── Stored data ──
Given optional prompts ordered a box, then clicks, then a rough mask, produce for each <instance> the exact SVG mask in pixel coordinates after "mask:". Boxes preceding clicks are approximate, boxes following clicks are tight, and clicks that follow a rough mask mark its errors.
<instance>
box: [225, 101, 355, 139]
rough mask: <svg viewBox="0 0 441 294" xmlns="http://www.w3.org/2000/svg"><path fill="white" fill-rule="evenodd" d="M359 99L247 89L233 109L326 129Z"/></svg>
───
── Stored data ──
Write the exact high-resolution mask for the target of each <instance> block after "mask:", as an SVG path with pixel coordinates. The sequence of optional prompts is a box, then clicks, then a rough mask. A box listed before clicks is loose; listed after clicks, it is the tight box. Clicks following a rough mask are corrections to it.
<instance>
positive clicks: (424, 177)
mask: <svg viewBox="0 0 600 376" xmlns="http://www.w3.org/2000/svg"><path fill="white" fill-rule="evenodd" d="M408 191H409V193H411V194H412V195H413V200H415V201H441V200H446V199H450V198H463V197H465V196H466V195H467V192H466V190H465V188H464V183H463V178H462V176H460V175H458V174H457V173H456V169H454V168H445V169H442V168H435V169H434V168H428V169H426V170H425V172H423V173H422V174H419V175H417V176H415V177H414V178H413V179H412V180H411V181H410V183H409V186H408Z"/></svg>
───
* [What you are asked to do]: Among the records, find the lines that contain "then" and copy each of them.

* [Result of the task]:
Given optional prompts ordered a box, then clicks, then a rough mask, produce for each <instance> the exact SVG mask in pixel coordinates after "mask:". Boxes preceding clicks are approximate, boxes following clicks are tight, and clicks that follow a rough mask mark its errors.
Write the exact high-resolution mask for the target of each <instance> block after "mask:", as an SVG path with pixel coordinates. The sequence of optional prompts is a box, then clicks, then a rough mask. A box listed before clicks is loose; listed after clicks, it is the tight box. Clicks following a rough mask are corrections to it.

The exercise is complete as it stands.